TASK OBJECTIVE: Nothing in the records may be altered, so transcribe them exactly.

BEGIN DATASET RECORDS

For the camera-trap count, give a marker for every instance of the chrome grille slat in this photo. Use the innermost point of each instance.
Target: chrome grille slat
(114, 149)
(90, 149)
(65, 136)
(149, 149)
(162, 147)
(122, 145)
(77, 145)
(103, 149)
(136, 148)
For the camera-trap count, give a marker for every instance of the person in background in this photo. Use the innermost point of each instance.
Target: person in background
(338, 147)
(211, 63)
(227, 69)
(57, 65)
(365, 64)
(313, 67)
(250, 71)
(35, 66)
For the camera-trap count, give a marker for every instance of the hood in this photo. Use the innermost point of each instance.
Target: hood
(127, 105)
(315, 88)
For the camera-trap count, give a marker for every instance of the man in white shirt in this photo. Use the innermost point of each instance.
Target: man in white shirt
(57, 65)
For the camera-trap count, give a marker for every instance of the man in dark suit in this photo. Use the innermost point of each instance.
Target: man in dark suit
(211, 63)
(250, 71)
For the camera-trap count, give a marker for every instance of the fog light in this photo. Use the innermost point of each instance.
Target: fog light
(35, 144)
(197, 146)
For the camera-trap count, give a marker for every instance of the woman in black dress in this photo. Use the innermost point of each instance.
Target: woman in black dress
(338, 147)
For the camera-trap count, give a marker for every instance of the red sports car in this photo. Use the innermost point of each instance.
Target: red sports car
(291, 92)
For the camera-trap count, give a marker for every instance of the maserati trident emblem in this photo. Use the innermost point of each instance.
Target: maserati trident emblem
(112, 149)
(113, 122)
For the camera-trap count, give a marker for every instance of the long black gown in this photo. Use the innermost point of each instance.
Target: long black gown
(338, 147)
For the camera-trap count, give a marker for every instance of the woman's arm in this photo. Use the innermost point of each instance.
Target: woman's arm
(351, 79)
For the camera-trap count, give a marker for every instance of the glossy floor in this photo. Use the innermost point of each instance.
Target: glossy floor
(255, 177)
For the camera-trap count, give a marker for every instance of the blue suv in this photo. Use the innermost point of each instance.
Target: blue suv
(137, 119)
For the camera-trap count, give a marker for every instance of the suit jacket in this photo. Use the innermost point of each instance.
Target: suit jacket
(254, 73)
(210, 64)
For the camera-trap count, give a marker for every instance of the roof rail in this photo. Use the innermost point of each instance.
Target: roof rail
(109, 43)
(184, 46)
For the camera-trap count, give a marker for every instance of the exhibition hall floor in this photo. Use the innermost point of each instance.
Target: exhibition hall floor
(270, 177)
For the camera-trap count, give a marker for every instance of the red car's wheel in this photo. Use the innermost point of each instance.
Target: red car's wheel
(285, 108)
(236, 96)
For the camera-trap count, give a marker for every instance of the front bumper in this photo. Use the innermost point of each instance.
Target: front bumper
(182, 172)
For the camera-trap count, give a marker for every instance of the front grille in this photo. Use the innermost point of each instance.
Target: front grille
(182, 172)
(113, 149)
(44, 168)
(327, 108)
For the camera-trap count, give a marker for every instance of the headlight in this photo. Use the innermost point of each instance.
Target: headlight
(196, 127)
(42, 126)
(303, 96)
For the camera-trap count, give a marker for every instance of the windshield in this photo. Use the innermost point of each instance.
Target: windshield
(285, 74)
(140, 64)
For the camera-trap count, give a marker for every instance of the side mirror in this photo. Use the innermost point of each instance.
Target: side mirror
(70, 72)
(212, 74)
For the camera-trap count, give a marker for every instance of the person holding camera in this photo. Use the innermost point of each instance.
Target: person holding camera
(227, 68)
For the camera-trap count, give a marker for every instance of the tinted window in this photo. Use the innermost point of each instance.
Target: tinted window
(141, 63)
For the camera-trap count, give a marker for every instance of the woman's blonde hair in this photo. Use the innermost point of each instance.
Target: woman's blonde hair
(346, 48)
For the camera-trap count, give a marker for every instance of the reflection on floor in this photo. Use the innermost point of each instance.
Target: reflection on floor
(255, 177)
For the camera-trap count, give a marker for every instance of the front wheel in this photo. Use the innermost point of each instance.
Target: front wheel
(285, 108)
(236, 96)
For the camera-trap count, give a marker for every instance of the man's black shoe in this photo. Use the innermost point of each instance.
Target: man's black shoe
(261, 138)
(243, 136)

END DATASET RECORDS

EXERCISE ANSWER:
For the camera-trap count, give a marker for every instance of the chrome grille slat in this photo. Use the innermost point of each instance.
Target: chrome grille slat
(114, 149)
(90, 149)
(65, 136)
(149, 149)
(162, 147)
(122, 145)
(77, 145)
(103, 149)
(136, 148)
For the camera-trap count, give a marker for every instance of the person in background in this photo. Use the innermost point of each instance.
Target: person in background
(338, 147)
(211, 63)
(227, 69)
(57, 65)
(365, 64)
(313, 67)
(250, 71)
(35, 66)
For the camera-trap count, give a marker for every instance of the hood in this photo. Use the innermost point of each instance.
Target: hood
(127, 105)
(315, 88)
For the camera-trap count, give a marker for every instance of the man in white shirt in this photo. Use the innermost point of each instance.
Target: man in white shirt
(57, 65)
For the camera-trap count, give a marker for every instance of the man in dark suit in this photo. Use the innermost point of each instance.
Target: man in dark suit
(211, 63)
(250, 71)
For the camera-trap count, give a marker for every instance of the fog light in this photo. Use the innermost point of each instance.
Target: fog light
(35, 144)
(197, 146)
For the camera-trap count, give a marker for every instance of the woman in black dress in this photo. Use the innermost point of each instance.
Target: woman in black dress
(338, 147)
For the camera-trap count, give a marker for every instance of the red sports car in this photo. Use the innermost point of each instance.
Target: red sports car
(291, 92)
For the camera-trap count, give a marker for every instance of the maserati trident emblem in this photo. Use the innermost point of each instance.
Target: maserati trident emblem
(112, 149)
(113, 122)
For the camera-trap count, give a marker for every instance of the long black gown in this photo. Use the innermost point of each instance.
Target: long black gown
(338, 147)
For the camera-trap count, give a marker for every instance of the woman's arm in this photo. Use the innermost point of each instance.
Target: woman's arm
(351, 79)
For the camera-trap count, give a marker for every instance of the glossy floor in this photo. Use the innermost point of each instance.
Target: glossy floor
(255, 177)
For the camera-trap count, give a marker for every instance of the blue suv in this photo. Use the innermost point of each instance.
Target: blue suv
(137, 119)
For the camera-trap count, give a marker for every instance of the suit jacket in this photo. Use the innermost point of each instance.
Target: suit jacket
(254, 73)
(210, 64)
For the camera-trap count, give a marker for every instance of the roof rail in this photo. Use the innermost point of each instance.
Target: roof rail
(109, 43)
(184, 46)
For the camera-trap count, give a marker for every instance of the exhibition hall floor in this photo. Use the innermost point of each instance.
Target: exhibition hall floor
(270, 177)
For the camera-trap count, give a marker for every instance of the red car's wheel in this photo. Use the innermost point of each instance.
Target: red car's wheel
(285, 108)
(236, 96)
For the camera-trap count, give a marker for every instance of the front bumper in this photo. Use the innermost point of each instance.
Target: front bumper
(182, 172)
For the camera-trap count, give a marker for every instance of the front grille in this photo. Use the innermost point of each instance.
Target: front grille
(182, 172)
(113, 149)
(44, 168)
(327, 108)
For the camera-trap count, give a marker for every instance of the headlight in this photo. Use the innermost point of each instance.
Target: headlight
(196, 127)
(42, 126)
(303, 96)
For the camera-trap count, give a marker for every instance of the windshield in this photo. Use the innermost point of each instance.
Target: windshield
(285, 74)
(140, 64)
For the camera-trap count, give a marker for every instance of the side mirror in this photo. Use the innermost point of each instance.
Target: side mirror
(70, 72)
(212, 74)
For the camera-trap count, give a marker for every instance of the person holding camera in this photo. Use the innermost point of each instance.
Target: person holding camera
(227, 68)
For the camera-trap count, give a marker for every instance of the tinted window in this photo. Use the innermost point of each instance.
Target: tinted window
(141, 63)
For the camera-trap count, give a marker for every instance of the woman's blonde hair in this photo. Use the innermost point of each instance.
Target: woman's blonde hair
(346, 48)
For the camera-trap count, give a marker for every instance of the reflection on floor in this photo. Use the innermost point of each instance.
Target: reflection on floor
(255, 177)
For the camera-trap count, give a marker for every instance of the front wheel in this photo. Use the innermost point of each instance.
Target: front wheel
(285, 108)
(236, 96)
For the camera-trap count, give a marker for every instance of the man's black shoe in this photo. Use the innermost point of each instance.
Target: man's black shoe
(261, 138)
(243, 136)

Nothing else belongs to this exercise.